(取り組む課題):
- A) 次の(i)〜(iii)が分散分析の解説文の内容と合っているか判断すること。それぞれ「はい」か「いいえ」で答え、根拠となる本文の語句を一字一句そのまま引用すること。
(i) 群間の自由度は、群の数から1を引いた値で計算される。
(ii) 一元分散分析は、2つの因子によって群が分けられたデータを分析する方法である。
(iii) 帰無仮説は、少なくとも1つの群の母平均が他の群と異なるというものである。
- B) 分散分析の解説文のうち、「F値と呼ばれる統計量を使い、帰無仮説と対立仮説を検討します。」から「そしてこのF値は F分布に従います。」までを、両端の語句も含めてそのまま書き写すこと。

(文書の抜粋):
====

【python】分散分析(ANOVA)の基礎から応用まで|統計的仮説検定

こんにちは、青の統計学です。

今回は、分散分析について解説いたします。

分散分析(ANOVA)

分散分析(ANOVA)は、統計学において複数の群間で平均値に有意な差があるかどうかを判断する手法です。

管理人の主観ですが、ビジネスの面で頻繁に使う場面があります。開発やアナリストサイドだけでなく、ビジネスサイドの人材でも知っておいて損はないでしょう。

本記事では、分散分析の基本概念からPythonでの実践方法までを解説し、初心者でも理解できるように説明します。

F値とF分布について|統計的仮説検定

一元分散分析 (One-way ANOVA) は、1つの因子によって群が分けられたデータを分析するための方法です。

F値と呼ばれる統計量を使い、帰無仮説と対立仮説を検討します。

$$F value= \frac{\frac{群間の平方和}{群間の自由度}}{\frac{群内の平方和}{群内の自由度}}$$

群間の平方和 (SSB: Sum of Squares Between) は、各群の平均値が全体の平均値からどれだけずれているかを表します。

群内の平方和 (SSW: Sum of Squares Within) は、各群内のデータがその群の平均値からどれだけずれているかを表します。

群間の自由度 (df_between) は、群の数から1を引いた値で計算されます(群数 – 1)。

群内の自由度 (df_within) は、全データ数から群数を引いた値で計算されます(全データ数 – 群数)。

そしてこのF値は F分布に従います。

そしてF分布は、2つの自由度に従います。群間の自由度と群内の自由度です。

$$F value= \frac{\frac{群間の平方和}{df_{between}}}{\frac{群内の平方和}{df_{within}}}〜F(df_{between}, df_{within})$$

帰無仮説 (H0): 各群の母平均は等しい。

対立仮説 (H1): 少なくとも1つの群の母平均が他の群と異なる。

具体的な例で言うと、何らかの介入(広告や高等教育の実施、新薬の投与)によって平均値に意味のある差が生まれたかどうかを判断します。

====

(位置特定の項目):
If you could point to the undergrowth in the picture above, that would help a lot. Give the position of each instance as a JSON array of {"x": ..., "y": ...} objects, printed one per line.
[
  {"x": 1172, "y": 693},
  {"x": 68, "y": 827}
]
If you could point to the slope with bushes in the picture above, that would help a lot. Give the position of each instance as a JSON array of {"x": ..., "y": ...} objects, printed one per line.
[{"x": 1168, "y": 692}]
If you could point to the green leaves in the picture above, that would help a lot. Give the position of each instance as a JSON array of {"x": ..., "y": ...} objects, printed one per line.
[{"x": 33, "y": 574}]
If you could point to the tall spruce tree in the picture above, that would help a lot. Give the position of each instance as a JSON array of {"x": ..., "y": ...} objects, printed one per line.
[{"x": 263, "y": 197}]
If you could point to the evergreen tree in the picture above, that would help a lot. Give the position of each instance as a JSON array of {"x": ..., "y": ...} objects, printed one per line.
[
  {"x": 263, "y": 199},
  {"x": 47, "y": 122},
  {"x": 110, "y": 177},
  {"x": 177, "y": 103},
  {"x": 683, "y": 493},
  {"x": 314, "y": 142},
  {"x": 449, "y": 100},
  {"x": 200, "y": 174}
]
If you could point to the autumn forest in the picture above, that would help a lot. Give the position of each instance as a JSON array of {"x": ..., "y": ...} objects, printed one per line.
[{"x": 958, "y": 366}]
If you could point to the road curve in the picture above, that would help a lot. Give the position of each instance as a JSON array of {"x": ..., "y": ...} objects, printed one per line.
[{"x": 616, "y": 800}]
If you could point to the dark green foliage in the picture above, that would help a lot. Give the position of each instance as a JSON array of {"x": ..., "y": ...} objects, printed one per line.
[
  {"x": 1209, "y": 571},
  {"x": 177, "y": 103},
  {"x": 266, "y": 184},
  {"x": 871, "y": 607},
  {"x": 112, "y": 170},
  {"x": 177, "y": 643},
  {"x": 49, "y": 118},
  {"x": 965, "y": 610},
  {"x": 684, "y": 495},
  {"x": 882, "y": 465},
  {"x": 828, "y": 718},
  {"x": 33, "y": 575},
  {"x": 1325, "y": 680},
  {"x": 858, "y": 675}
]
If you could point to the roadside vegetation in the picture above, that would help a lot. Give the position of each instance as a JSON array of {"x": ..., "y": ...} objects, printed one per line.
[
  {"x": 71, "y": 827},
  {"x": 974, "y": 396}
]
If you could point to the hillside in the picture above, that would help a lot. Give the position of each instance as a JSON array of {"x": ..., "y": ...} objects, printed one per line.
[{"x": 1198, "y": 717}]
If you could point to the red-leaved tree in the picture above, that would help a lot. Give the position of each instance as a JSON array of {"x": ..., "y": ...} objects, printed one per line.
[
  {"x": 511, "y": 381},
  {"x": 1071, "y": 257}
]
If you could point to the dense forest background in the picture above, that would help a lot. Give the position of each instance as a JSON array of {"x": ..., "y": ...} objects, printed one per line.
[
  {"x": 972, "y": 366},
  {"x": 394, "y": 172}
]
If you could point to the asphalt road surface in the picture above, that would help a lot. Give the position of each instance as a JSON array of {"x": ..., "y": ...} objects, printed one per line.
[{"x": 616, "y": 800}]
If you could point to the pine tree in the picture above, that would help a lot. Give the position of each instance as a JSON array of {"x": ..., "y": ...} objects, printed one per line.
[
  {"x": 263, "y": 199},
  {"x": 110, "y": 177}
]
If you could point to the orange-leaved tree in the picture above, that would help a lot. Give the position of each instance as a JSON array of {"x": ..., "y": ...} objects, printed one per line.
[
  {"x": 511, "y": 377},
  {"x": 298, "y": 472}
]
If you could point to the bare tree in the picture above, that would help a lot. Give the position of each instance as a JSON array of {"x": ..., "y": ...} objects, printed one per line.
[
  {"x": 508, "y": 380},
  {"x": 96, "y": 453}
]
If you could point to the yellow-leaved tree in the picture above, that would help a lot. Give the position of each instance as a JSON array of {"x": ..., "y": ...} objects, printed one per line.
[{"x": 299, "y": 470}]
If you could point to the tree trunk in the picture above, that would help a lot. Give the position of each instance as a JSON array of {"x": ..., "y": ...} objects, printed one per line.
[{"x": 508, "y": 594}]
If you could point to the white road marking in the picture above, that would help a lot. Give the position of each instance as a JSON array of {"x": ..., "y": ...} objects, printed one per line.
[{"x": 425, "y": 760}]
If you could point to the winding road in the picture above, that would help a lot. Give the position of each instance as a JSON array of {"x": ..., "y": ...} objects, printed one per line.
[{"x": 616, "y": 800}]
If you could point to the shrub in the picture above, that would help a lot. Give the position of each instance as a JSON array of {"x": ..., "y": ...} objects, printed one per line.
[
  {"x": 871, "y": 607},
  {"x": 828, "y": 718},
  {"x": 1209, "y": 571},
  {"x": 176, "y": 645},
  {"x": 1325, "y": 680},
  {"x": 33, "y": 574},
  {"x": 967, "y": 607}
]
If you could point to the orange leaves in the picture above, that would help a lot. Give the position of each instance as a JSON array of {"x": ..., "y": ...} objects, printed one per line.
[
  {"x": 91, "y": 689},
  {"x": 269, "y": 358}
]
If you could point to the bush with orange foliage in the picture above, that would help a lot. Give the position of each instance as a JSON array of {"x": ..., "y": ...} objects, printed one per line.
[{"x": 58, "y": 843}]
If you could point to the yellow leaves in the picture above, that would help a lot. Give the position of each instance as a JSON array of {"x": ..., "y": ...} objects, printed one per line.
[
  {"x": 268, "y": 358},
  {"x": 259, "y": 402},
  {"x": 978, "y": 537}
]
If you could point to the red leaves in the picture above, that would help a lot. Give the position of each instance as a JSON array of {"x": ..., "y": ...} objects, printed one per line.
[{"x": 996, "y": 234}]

====

(解答済みの問題):
- A)
(i) はい。「群の数から1を引いた値で計算されます」
(ii) いいえ。「1つの因子によって群が分けられたデータを分析するための方法です」
(iii) いいえ。「帰無仮説 (H0): 各群の母平均は等しい。」

- B)
F値と呼ばれる統計量を使い、帰無仮説と対立仮説を検討します。

$$F value= \frac{\frac{群間の平方和}{群間の自由度}}{\frac{群内の平方和}{群内の自由度}}$$

群間の平方和 (SSB: Sum of Squares Between) は、各群の平均値が全体の平均値からどれだけずれているかを表します。

群内の平方和 (SSW: Sum of Squares Within) は、各群内のデータがその群の平均値からどれだけずれているかを表します。

群間の自由度 (df_between) は、群の数から1を引いた値で計算されます(群数 – 1)。

群内の自由度 (df_within) は、全データ数から群数を引いた値で計算されます(全データ数 – 群数)。

そしてこのF値は F分布に従います。